**Excerpts from a dataset**
******************************
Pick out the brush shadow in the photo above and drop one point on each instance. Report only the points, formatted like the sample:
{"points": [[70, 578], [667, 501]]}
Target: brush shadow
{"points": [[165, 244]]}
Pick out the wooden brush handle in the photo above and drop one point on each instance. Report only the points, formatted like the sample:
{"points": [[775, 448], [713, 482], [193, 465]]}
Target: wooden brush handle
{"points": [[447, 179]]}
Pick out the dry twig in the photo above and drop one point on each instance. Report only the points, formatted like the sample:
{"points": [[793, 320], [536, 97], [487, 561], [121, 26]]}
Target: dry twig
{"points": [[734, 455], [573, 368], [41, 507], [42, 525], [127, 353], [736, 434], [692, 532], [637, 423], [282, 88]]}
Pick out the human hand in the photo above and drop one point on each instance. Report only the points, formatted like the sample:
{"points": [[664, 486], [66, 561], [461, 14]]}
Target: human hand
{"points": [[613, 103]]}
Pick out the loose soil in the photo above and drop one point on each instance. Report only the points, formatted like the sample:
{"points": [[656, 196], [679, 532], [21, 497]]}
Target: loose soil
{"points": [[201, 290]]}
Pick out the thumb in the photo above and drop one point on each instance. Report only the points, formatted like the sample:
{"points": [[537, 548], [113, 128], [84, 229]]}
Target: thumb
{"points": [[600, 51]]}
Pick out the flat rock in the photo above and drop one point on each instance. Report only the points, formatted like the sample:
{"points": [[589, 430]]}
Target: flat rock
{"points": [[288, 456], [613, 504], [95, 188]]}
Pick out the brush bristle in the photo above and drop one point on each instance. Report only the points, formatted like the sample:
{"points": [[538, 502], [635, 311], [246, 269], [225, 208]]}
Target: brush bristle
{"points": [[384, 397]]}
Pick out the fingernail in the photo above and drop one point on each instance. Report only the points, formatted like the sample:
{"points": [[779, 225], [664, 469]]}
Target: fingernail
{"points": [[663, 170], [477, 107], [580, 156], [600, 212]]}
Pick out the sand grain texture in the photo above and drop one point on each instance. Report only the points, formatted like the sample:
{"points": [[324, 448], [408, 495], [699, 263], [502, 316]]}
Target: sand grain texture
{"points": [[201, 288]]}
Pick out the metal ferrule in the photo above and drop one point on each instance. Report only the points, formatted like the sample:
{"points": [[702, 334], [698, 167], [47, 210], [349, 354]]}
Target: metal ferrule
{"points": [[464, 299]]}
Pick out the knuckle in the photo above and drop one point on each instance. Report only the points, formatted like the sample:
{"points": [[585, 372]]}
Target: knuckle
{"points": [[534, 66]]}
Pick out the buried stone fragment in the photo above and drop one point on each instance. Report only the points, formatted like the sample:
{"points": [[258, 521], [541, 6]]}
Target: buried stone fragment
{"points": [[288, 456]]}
******************************
**WHAT YOU WILL DO**
Transcribe the entries exactly, and make each line match the original.

**RESPONSE AREA**
Pick out the brush shadow in the photo above and drop one point on each instance. Report only the points, formatted like the sample:
{"points": [[70, 578], [667, 501]]}
Target: brush shadow
{"points": [[165, 244]]}
Pick out the wooden brush handle in the photo above and drop one point on each instance. Report only the points, formatted like the sample:
{"points": [[775, 448], [713, 482], [193, 465]]}
Target: wooden brush handle
{"points": [[447, 179]]}
Pick out the dry twig in the photo above and drop one point on each instance. Report only the points, formatted like the sample:
{"points": [[793, 320], [536, 97], [487, 561], [121, 26]]}
Target: dry twig
{"points": [[734, 455], [573, 368], [41, 507], [42, 525], [127, 353], [736, 434], [692, 532], [637, 423], [282, 88]]}
Pick out the human hand in the photo above and drop one point on each instance. Report only the points, formatted like the sample:
{"points": [[664, 486], [66, 561], [461, 14]]}
Target: human hand
{"points": [[613, 103]]}
Pick out the loose soil in the photo above and drop one point on each instance. Report only the points, formatted like the sample:
{"points": [[656, 196], [679, 532], [21, 497]]}
Target: loose soil
{"points": [[201, 290]]}
Pick out the thumb in the photo above and drop one point on each instance. Report only the points, formatted like the sample:
{"points": [[537, 548], [113, 128], [84, 229]]}
Target: thumb
{"points": [[600, 51]]}
Pick out the flat rock in the photo above and drop one point on each instance. Report only the points, formatted like the sample:
{"points": [[589, 430]]}
Target: flat rock
{"points": [[288, 456], [613, 504], [95, 188]]}
Pick out the brush bristle in the photo above and drop one point on each instance. Report only the points, formatted like the sample:
{"points": [[538, 502], [635, 311], [246, 269], [225, 208]]}
Target: brush bristle
{"points": [[384, 397]]}
Pick out the fingernail in the photo above and drop one point on each instance. Report only the points, formatted like the sample:
{"points": [[779, 225], [664, 469]]}
Target: fingernail
{"points": [[663, 170], [477, 107], [580, 156], [600, 212]]}
Pick out the sand grain texture in the photo above and drop one point on each instance. Report only the points, formatted like the sample:
{"points": [[324, 448], [408, 495], [699, 263], [502, 316]]}
Target: sand grain texture
{"points": [[201, 288]]}
Pick out the metal ferrule in the photo above and drop one point on each instance. Report only the points, formatted like the sample:
{"points": [[702, 334], [698, 167], [47, 210], [349, 354]]}
Target: metal ferrule
{"points": [[464, 299]]}
Pick out the knuckle in the photo above and drop one point on each instance. Report only the points, formatted like the sample:
{"points": [[585, 372]]}
Target: knuckle
{"points": [[534, 66]]}
Pick out the buried stone fragment in the photo above and drop one point on each instance. Report only the points, formatted like the sample:
{"points": [[258, 521], [541, 6]]}
Target: buried stone fragment
{"points": [[288, 456]]}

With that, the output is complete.